### [TASK GOAL]
Return the listing below exactly as it stands. Pictures stay out.

### [PROVIDED DATA]
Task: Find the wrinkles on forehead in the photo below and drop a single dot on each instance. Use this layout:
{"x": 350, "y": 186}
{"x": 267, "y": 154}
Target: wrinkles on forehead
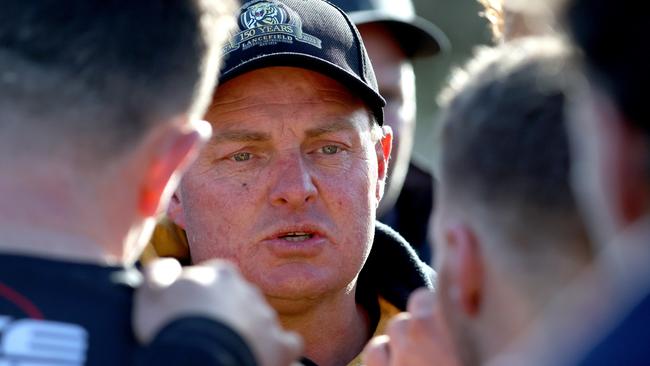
{"x": 278, "y": 86}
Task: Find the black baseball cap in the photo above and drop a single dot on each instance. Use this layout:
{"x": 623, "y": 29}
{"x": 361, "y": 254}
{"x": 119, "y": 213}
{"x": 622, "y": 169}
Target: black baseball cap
{"x": 311, "y": 34}
{"x": 416, "y": 35}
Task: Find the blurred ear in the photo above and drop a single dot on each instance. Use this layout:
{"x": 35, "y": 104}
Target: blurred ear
{"x": 465, "y": 269}
{"x": 629, "y": 152}
{"x": 172, "y": 148}
{"x": 383, "y": 149}
{"x": 175, "y": 210}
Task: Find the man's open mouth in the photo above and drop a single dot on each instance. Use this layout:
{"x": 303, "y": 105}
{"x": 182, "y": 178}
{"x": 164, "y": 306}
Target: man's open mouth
{"x": 296, "y": 236}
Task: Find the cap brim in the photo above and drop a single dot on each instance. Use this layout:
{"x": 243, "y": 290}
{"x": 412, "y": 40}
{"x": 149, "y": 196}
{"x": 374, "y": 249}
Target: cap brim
{"x": 418, "y": 36}
{"x": 373, "y": 100}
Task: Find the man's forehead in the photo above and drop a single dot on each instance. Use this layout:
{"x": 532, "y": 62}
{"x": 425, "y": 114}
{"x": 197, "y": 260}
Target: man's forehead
{"x": 273, "y": 85}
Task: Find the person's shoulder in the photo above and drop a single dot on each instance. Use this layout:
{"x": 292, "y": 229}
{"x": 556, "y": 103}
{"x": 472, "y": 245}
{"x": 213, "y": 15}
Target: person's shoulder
{"x": 627, "y": 342}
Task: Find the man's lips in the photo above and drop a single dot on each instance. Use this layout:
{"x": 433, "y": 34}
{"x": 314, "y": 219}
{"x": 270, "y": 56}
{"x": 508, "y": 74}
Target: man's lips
{"x": 296, "y": 241}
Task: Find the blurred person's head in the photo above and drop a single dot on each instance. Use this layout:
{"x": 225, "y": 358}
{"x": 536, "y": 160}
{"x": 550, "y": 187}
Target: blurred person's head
{"x": 394, "y": 35}
{"x": 96, "y": 99}
{"x": 508, "y": 234}
{"x": 610, "y": 133}
{"x": 512, "y": 19}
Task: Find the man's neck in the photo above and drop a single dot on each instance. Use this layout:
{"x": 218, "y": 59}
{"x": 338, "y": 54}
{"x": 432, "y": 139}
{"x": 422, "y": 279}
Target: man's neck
{"x": 334, "y": 331}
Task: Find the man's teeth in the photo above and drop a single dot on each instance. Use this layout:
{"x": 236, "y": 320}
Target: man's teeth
{"x": 296, "y": 236}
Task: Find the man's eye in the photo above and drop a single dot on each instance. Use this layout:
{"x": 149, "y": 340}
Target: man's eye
{"x": 242, "y": 156}
{"x": 330, "y": 149}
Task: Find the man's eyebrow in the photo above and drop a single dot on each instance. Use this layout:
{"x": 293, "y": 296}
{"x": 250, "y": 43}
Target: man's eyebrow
{"x": 334, "y": 126}
{"x": 240, "y": 136}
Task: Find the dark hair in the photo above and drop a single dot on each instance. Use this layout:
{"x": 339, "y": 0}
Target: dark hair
{"x": 613, "y": 38}
{"x": 96, "y": 74}
{"x": 503, "y": 139}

### [RESULT]
Task: Find the wrinkles on forehead in the photo below and drop a single dot on each instance. Use this layout:
{"x": 350, "y": 186}
{"x": 267, "y": 154}
Target: wrinkles on forehead
{"x": 278, "y": 86}
Task: Find the black baseball cap in the photo above and drop a single dot on each instance. Use this layout:
{"x": 623, "y": 29}
{"x": 361, "y": 254}
{"x": 119, "y": 213}
{"x": 622, "y": 169}
Target: black baseball cap
{"x": 311, "y": 34}
{"x": 416, "y": 35}
Task: Find the blurred ear in the photo above and drop a single dot on each instance. Use this layout:
{"x": 35, "y": 104}
Target: blurred ear
{"x": 465, "y": 269}
{"x": 629, "y": 152}
{"x": 172, "y": 148}
{"x": 383, "y": 149}
{"x": 175, "y": 210}
Task: Find the man's open mouth in the photo above and drop a single dot on each instance. Use this layout:
{"x": 303, "y": 105}
{"x": 182, "y": 178}
{"x": 164, "y": 306}
Target: man's open mouth
{"x": 296, "y": 236}
Task: Find the cap brim in the photo above and drop a single dot on each instance. Use this layout:
{"x": 243, "y": 290}
{"x": 412, "y": 40}
{"x": 149, "y": 196}
{"x": 374, "y": 249}
Target: cap brim
{"x": 418, "y": 36}
{"x": 373, "y": 100}
Task: Find the man's forehead in the photo above and drop a single dot on each instance. Use this layout:
{"x": 532, "y": 62}
{"x": 425, "y": 114}
{"x": 197, "y": 260}
Target: man's forehead
{"x": 273, "y": 85}
Task: Find the person's shoulder in the photo above and drop a single dot on each instance. Use this layout:
{"x": 292, "y": 229}
{"x": 556, "y": 103}
{"x": 472, "y": 245}
{"x": 213, "y": 15}
Target: person's shoulder
{"x": 627, "y": 342}
Task: Find the man's lips in the photo above and drop a single dot on each instance. Use this layout:
{"x": 433, "y": 34}
{"x": 314, "y": 219}
{"x": 270, "y": 56}
{"x": 508, "y": 74}
Target: man's lips
{"x": 296, "y": 241}
Task: Find the blurred person's head in the photo above and drop a single dot on each instance. Use this layout:
{"x": 225, "y": 358}
{"x": 536, "y": 160}
{"x": 550, "y": 187}
Target: blurred person's head
{"x": 394, "y": 35}
{"x": 96, "y": 99}
{"x": 508, "y": 234}
{"x": 610, "y": 133}
{"x": 512, "y": 19}
Task: Find the man's neck in the photo above and drop a single dot on each instance. Use this layout:
{"x": 218, "y": 59}
{"x": 338, "y": 54}
{"x": 432, "y": 139}
{"x": 422, "y": 279}
Target: man's neck
{"x": 334, "y": 331}
Task: Find the man's teeth in the photo above and drop a single dot on each instance. Use this layout:
{"x": 236, "y": 320}
Target: man's teeth
{"x": 296, "y": 236}
Task: Find the man's eye in the photo above and drop a single dot on each instance. Use this layout:
{"x": 149, "y": 340}
Target: man's eye
{"x": 242, "y": 156}
{"x": 330, "y": 149}
Task: Find the man's eyebrow in the photo above and drop a single dot on each instance. Use this layout:
{"x": 293, "y": 296}
{"x": 250, "y": 43}
Target: man's eyebrow
{"x": 334, "y": 126}
{"x": 240, "y": 136}
Task: Find the dark hair in the photo above and drop a single dot on each instance. Use this layout:
{"x": 339, "y": 0}
Target: dark hair
{"x": 613, "y": 38}
{"x": 96, "y": 74}
{"x": 503, "y": 139}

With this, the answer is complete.